> [Excerpted passage]
Below the table in the "Supporting data" section, you can view more granular data. The chart displays revenue versus control information to the latest available date as default. In this view, the shaded area represents the confidence interval; the chart allows you to view how the confidence interval changed through time. You can adjust the selected duration and dates using the duration and date filters at the top right of the chart.

You can also display the following metrics using the metric filter at the top left of the chart: Revenue, Orders, Buyers, Buyer ratio, ARRPU (these metrics are also described in Metric definitions). If you choose another metric, the chart won't display a confidence interval, as this is based on revenue.

To view more product-level details, you can also export your experiment results as a CSV file. You can view the fields, format, and examples for the CSV export by expanding the Metric definitions (CSV export) section.

Tip: You can click View experiment setup to view the experiment setup details, which you can also filter by variant and by country/region. This can be helpful to quickly remind yourself of the experiment parameters.

Apply variants

Before applying your variant, note the following:

  • If one or more of your in-app products are linked to a pricing template, applying the variant will update your experiment's country/region prices and unlink these in-app products from the template(s).

> [Task 1] Name every metric that the experiment results text says can be picked with the metric filter at the top left of the chart.
> [Task 2] In the experiment results text, what does the shaded area on the chart represent?
> [Task 3] Reproduce the stretch of the experiment results text from "You can also display" through "based on revenue.".
The entries that come next have no connection to the experiment results text.

> [Data records]
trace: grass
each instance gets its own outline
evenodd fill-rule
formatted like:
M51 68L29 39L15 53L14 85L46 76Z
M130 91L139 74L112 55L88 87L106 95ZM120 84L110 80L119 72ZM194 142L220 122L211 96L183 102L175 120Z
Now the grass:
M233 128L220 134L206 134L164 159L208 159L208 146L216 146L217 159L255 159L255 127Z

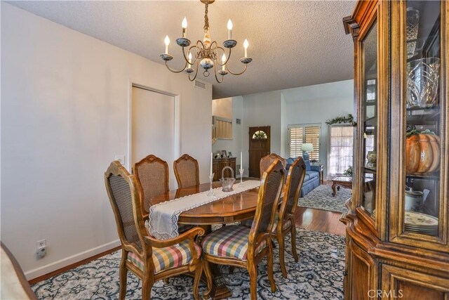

> [Final result 1] Revenue, Orders, Buyers, Buyer ratio, ARRPU

> [Final result 2] The confidence interval.

> [Final result 3]
You can also display the following metrics using the metric filter at the top left of the chart: Revenue, Orders, Buyers, Buyer ratio, ARRPU (these metrics are also described in Metric definitions). If you choose another metric, the chart won't display a confidence interval, as this is based on revenue.